• Document passage
If we focus on methodological unity rather than theological unity we may alienate some whose zeal for God's glory in evangelism exceeds the traditional conception of church. So they find like brothers outside the SBC. I'm assuming that not all of our 'traditional' ways of doing church are consistent with a biblical polity.

This sorting effect could leave us with an higher concentration of pastors who are more committed to being Southern Baptist than being in churches that proclaims the Gospel to all people.

donnieself said...

As I watch preschoolers being baptized in Southern Baptist churches, I can't help but think that a contributing factor to the decrease in baptisms across the convention must have something to do with the fact that as Southern Baptists have become more affluent they are having fewer children.
Perhaps a "million baby campaign" would go a long way toward increasing baptisms in the next five years!

Jeff Richard Young said...

Dear Donnie,

Go, man, go with that line of thinking! We're trying to grow the church from the bottom up here in our family!

Love in Christ,

Jeff

M. Jay Bennett said...

Why should we believe it is more difficult to tell whether someone is a true believer at preschool age versus any other age?

Is a 30-year old Harvard grad more qualified to be converted than a preschooler?

Actually, wouldn't it be easier for an adult to fake it?

In the end, I think we all have to admit that creatures simply cannot know the hearts of other creatures in this way. Only God can do that.

"Maybe we are baptizing fewer false converts"

"Maybe" indeed.

Will said...

Brother Tom, Gunny, other leaders in the SBC:

How much of the drive for numbers in SBC is simply political? I know that is not a politically correct question, but how much of the motivation is simply based on an unwillingness to admit the SBC is much smaller, and therefore has much less political clout, than a 16m entity.

Thanks
Will
Cedar Hill Tx

Gordan said...

If the goal of 1 Million baptisms is the only thing that "saved" the SBC's numbers last year, why not set a goal of 1 Billion baptisms for next year? Or, why stop there? I say our goal for next year should be the baptism of everyone on the planet. Anything else would be unloving to the individuals left out: I mean, don't we want everybody?

Of course, the reason we don't set a goal like that is because we know we can't possibly save 1 Billion in a year. The implication of course is then that the 1 Million were in fact in our power.

M. Jay Bennett said...

Gordon,

One of the best comments I've ever read on any blog. Well done!

• Action item A
How many lines of the records contain the string "positive"? Case counts; give only the number.

• Records shown
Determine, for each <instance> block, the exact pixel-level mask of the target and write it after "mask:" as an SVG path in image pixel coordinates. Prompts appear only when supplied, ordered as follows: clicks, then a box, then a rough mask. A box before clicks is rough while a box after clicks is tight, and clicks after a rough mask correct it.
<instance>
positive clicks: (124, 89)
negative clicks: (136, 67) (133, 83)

* * *

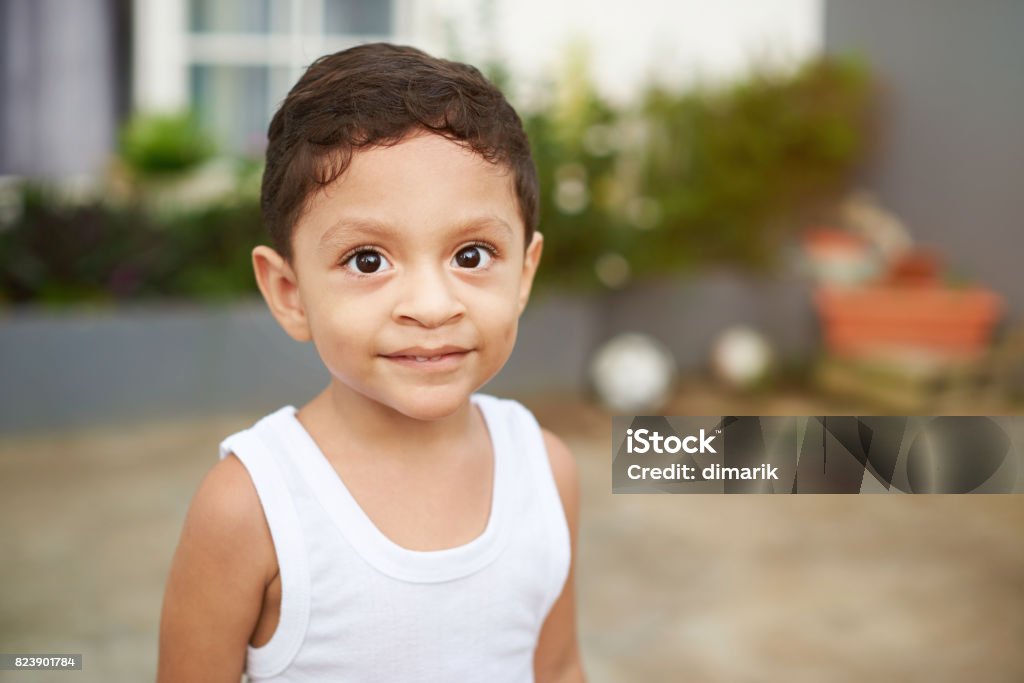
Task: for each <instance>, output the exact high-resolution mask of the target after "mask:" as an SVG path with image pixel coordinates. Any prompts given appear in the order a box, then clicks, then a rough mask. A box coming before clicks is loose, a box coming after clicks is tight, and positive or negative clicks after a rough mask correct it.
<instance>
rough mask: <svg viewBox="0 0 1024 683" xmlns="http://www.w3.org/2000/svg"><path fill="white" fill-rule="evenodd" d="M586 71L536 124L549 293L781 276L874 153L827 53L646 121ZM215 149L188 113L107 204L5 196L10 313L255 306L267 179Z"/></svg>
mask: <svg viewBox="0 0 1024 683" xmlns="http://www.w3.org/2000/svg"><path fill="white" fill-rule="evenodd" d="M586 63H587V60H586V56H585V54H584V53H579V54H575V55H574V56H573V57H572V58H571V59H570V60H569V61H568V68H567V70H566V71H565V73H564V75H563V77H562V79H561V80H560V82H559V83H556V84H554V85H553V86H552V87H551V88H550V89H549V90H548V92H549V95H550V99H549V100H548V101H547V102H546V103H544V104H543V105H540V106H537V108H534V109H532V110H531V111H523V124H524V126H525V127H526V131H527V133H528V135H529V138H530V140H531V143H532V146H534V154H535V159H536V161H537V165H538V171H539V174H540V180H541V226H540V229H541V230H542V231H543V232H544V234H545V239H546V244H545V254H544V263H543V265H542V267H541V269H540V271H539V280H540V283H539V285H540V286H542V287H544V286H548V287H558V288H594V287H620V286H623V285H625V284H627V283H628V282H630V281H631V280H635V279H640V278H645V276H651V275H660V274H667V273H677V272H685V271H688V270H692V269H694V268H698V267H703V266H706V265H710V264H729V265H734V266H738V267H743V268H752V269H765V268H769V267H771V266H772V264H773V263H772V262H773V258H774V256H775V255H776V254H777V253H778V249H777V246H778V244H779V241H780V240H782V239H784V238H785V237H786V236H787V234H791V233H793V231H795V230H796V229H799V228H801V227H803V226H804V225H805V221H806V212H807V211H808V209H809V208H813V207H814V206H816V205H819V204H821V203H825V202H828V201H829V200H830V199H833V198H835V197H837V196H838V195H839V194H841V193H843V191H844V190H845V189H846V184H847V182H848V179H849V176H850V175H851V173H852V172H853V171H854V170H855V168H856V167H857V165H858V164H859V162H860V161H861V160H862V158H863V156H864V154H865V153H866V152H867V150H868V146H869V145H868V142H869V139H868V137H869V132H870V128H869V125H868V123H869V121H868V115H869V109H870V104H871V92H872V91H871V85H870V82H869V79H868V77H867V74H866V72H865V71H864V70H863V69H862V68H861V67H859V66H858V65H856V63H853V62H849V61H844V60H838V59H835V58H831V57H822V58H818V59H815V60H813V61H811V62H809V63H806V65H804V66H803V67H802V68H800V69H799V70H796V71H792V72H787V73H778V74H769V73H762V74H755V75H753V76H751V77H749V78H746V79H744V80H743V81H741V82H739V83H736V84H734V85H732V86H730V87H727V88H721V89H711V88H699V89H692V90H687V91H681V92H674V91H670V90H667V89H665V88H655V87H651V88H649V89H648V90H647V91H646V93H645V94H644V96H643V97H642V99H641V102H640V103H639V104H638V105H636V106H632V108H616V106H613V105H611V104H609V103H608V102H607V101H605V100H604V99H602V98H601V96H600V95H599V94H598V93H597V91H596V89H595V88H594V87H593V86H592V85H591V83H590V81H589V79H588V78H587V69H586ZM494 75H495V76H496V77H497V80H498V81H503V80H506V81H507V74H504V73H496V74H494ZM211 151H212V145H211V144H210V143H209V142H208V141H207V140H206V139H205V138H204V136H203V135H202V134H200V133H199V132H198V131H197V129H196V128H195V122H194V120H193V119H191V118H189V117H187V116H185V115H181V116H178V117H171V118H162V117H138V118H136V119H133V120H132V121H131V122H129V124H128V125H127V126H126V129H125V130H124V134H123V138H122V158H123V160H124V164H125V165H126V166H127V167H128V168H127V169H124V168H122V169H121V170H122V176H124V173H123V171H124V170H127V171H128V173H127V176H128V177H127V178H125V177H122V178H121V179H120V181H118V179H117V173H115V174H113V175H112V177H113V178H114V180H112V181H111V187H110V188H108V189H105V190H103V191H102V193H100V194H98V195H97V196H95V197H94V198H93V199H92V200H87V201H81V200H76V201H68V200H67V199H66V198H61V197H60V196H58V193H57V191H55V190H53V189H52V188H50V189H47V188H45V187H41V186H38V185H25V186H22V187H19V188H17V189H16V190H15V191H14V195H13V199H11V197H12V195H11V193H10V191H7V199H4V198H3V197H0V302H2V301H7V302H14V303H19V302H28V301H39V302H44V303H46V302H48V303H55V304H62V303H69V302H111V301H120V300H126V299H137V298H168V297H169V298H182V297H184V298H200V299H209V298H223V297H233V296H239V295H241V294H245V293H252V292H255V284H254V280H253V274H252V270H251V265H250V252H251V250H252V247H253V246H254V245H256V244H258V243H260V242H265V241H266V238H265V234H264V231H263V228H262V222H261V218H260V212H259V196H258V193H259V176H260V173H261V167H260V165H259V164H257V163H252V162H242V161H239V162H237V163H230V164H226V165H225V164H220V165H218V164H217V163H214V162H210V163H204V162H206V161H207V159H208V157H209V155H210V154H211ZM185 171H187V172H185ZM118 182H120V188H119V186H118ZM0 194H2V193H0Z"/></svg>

• Action item B
According to the comment thread on Southern Baptist baptisms, what campaign does donnieself suggest might help increase baptisms over the next five years?

• Expected answer A
2

• Expected answer B
A "million baby campaign."